[Document excerpt]
Release Spark NLP 4.0.0: New modern extractive Question answering (QA) annotators for ALBERT, BERT, DistilBERT, DeBERTa, RoBERTa, Longformer, and XLM-RoBERTa, official support for Apple silicon M1, support oneDNN to improve CPU up to 97%, improved transformers on GPU up to +700%, 1000+ state-of-the-art models, and lots more! · JohnSnowLabs/spark-nlp

Overview

We are very excited to release Spark NLP 4.0.0! This has been one of the biggest releases we have ever done and we are so proud to share this with our community! 🎉

This release comes with official support for Apple silicon M1 chip (for the first time), official support for Spark/PySpark 3.2, support oneAPI Deep Neural Network Library (oneDNN) to improve TensorFlow on CPU up to 97%, optimized transformer-based embeddings on GPU to increase the performance up to +700%, brand new modern extractive transformer-based Question answering (QA) annotators for tasks like SQuAD based on ALBERT, BERT, DistilBERT, DeBERTa, RoBERTa, Longformer, and XLM-RoBERTa architectures, 1000+ state-of-the-art models, WordEmbeddingsModel now works in clusters without HDFS/DBFS/S3 such as Kubernetes, new Databricks and EMR support, new NER models achieving highest F1 score in Spark NLP, and many more enhancements and bug fixes!

[The tasks]
1 – Reproduce the stretch from "This release comes" through "and bug fixes!" in the Spark NLP 4.0.0 release notes above.
2 – According to the Spark NLP 4.0.0 release notes above, what does adding support for the oneAPI Deep Neural Network Library (oneDNN) accomplish? Answer in one to three sentences.
3 – Carry on the Spark NLP 4.0.0 release notes above from the point where they stop.

[Entries supplied]
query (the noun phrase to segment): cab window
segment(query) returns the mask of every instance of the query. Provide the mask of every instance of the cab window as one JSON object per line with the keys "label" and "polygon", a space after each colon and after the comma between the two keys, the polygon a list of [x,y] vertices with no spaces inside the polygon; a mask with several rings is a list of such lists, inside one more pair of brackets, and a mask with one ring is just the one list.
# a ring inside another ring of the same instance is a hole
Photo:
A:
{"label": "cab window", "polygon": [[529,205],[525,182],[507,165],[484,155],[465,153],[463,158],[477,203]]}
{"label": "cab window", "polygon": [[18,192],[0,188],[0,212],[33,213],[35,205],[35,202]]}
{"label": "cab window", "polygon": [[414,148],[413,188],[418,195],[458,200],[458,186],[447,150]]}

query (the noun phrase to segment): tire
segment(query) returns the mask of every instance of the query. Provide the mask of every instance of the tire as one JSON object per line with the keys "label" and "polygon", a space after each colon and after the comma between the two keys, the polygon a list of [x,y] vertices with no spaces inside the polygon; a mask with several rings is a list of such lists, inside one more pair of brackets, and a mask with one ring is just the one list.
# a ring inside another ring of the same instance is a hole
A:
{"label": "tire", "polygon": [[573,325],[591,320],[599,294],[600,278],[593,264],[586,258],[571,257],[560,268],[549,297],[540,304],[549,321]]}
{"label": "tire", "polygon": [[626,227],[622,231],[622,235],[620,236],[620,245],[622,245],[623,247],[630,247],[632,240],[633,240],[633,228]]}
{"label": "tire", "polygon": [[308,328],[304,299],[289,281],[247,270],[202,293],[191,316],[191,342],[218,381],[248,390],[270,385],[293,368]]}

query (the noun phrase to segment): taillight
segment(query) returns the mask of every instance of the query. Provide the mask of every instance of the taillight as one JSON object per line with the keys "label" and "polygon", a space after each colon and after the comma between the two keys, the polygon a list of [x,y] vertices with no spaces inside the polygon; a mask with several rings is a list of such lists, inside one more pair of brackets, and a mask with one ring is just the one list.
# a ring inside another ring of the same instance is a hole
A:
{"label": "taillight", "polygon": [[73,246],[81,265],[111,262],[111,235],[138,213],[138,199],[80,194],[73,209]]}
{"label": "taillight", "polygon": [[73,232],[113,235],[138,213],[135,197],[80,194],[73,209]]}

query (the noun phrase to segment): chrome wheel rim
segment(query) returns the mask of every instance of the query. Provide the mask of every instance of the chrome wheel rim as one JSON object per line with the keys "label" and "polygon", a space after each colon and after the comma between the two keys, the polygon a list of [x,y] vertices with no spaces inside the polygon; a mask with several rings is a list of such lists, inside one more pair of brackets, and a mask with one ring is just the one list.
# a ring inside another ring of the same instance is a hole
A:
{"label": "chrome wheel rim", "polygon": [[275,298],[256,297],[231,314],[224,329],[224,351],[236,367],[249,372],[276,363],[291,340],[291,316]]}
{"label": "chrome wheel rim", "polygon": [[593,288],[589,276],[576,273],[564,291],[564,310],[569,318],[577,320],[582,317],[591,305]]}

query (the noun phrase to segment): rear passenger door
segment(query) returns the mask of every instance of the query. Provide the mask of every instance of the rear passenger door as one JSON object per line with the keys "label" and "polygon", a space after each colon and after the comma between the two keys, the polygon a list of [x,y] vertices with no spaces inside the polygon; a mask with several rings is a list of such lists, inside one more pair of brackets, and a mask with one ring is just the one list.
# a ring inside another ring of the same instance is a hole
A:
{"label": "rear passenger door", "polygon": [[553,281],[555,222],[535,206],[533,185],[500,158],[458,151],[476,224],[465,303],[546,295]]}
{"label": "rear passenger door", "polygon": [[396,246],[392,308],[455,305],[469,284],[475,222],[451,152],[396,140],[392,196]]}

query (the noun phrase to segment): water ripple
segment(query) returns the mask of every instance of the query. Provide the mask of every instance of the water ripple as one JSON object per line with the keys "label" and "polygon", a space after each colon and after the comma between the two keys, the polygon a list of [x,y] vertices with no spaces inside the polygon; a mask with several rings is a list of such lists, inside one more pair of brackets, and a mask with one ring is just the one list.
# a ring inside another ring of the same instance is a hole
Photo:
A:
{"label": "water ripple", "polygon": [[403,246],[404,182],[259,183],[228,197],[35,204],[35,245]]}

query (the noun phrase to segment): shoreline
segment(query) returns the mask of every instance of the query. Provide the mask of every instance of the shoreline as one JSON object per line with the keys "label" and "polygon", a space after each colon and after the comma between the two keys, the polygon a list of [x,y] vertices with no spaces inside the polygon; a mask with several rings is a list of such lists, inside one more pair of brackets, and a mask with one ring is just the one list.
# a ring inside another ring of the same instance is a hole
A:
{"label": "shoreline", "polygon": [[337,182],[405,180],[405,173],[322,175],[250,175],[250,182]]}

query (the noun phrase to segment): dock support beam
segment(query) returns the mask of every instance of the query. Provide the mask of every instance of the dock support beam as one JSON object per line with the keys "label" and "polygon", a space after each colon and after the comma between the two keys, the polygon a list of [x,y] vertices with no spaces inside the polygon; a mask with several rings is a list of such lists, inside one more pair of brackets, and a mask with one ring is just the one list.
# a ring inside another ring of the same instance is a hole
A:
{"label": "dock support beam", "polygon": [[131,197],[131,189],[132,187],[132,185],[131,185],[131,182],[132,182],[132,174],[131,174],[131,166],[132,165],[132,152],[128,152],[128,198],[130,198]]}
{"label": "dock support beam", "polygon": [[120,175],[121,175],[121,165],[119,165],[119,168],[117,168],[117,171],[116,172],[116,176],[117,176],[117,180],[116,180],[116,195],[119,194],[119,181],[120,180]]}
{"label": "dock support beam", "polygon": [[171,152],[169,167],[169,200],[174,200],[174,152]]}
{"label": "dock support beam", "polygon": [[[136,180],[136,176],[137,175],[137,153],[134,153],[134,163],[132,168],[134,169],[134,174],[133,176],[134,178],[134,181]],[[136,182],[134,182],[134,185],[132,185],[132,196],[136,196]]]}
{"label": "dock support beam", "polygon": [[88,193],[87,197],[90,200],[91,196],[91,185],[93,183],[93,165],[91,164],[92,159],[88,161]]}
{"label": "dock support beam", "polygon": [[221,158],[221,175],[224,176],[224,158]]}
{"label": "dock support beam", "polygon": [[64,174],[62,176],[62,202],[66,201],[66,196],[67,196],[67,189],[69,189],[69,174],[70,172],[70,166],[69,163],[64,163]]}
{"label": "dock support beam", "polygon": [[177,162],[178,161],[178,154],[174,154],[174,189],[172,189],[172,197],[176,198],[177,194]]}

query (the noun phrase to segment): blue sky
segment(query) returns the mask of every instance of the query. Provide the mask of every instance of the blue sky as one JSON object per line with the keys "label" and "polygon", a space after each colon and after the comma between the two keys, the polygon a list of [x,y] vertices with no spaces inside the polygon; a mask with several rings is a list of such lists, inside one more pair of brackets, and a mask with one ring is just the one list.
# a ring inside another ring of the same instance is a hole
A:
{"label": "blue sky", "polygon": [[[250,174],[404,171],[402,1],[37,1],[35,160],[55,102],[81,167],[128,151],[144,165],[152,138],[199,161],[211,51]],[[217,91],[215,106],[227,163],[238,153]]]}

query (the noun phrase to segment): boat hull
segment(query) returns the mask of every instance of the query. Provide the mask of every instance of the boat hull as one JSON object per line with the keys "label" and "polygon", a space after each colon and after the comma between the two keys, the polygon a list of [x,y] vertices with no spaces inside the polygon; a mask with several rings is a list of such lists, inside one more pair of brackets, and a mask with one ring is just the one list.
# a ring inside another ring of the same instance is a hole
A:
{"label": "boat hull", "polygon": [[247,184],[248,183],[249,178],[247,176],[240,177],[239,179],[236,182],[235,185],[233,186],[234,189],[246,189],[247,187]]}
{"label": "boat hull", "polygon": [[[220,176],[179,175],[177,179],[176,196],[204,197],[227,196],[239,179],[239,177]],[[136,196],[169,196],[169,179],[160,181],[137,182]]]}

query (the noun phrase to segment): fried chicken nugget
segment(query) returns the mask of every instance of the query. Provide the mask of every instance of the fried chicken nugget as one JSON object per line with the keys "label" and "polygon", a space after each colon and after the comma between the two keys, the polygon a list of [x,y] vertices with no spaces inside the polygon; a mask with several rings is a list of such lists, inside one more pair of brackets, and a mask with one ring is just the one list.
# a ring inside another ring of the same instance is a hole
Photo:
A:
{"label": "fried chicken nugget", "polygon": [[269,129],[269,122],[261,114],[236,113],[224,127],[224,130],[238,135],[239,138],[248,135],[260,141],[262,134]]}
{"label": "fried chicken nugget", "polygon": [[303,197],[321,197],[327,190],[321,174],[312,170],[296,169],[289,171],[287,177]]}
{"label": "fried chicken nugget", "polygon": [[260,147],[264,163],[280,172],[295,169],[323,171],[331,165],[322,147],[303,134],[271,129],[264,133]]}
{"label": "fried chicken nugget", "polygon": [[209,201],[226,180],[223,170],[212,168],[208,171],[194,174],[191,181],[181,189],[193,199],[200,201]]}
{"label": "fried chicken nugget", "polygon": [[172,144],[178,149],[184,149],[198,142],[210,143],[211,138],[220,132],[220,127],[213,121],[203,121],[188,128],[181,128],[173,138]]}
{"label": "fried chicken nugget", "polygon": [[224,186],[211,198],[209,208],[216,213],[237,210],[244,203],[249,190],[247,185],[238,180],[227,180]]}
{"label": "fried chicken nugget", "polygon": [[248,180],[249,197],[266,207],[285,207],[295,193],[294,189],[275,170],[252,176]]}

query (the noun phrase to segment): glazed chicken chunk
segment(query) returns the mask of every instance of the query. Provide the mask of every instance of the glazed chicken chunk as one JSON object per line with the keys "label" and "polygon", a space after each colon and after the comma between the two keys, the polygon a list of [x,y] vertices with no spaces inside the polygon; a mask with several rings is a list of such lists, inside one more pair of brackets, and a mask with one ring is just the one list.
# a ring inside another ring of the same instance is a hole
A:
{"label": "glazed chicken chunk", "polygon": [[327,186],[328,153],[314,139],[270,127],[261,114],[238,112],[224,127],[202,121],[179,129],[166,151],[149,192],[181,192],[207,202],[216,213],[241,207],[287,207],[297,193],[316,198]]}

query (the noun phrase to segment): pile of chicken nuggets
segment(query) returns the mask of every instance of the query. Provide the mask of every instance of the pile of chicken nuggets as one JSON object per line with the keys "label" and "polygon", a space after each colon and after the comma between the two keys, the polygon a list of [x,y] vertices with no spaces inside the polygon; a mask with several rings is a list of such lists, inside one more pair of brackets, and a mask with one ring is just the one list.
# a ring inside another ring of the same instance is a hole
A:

[Final results]
1 –
This release comes with official support for Apple silicon M1 chip (for the first time), official support for Spark/PySpark 3.2, support oneAPI Deep Neural Network Library (oneDNN) to improve TensorFlow on CPU up to 97%, optimized transformer-based embeddings on GPU to increase the performance up to +700%, brand new modern extractive transformer-based Question answering (QA) annotators for tasks like SQuAD based on ALBERT, BERT, DistilBERT, DeBERTa, RoBERTa, Longformer, and XLM-RoBERTa architectures, 1000+ state-of-the-art models, WordEmbeddingsModel now works in clusters without HDFS/DBFS/S3 such as Kubernetes, new Databricks and EMR support, new NER models achieving highest F1 score in Spark NLP, and many more enhancements and bug fixes!

2 – Support for the oneAPI Deep Neural Network Library (oneDNN) improves TensorFlow performance on CPU by up to 97%.

3 –
We would like to mention that Spark NLP 4.0.0 drops the support for Spark 2.3 and 2.4 (Scala 2.11). Starting 4.0.0 we only support Spark/PySpark 3.x on Scala 2.12.

As always, we would like to thank our community for their feedback, questions, and feature requests.

Major features and improvements

NEW: Support for The oneAPI Deep Neural Network Library (oneDNN) optimizations to improve TensorFlow on CPU. Enabling onDNN can improve some transformer-based models up to 97%. By default, the oneDNN optimizations will be turned off. To enable them, you can set the environment variable TF_ENABLE_ONEDNN_OPTS. On Linux systems, for instance: export TF_ENABLE_ONEDNN_OPTS=1
NEW: Optimizing batch processing for transformer-based Word Embeddings on a GPU device. These optimizations can result in performance improvements up to +700% (more details in the Benchmarks section)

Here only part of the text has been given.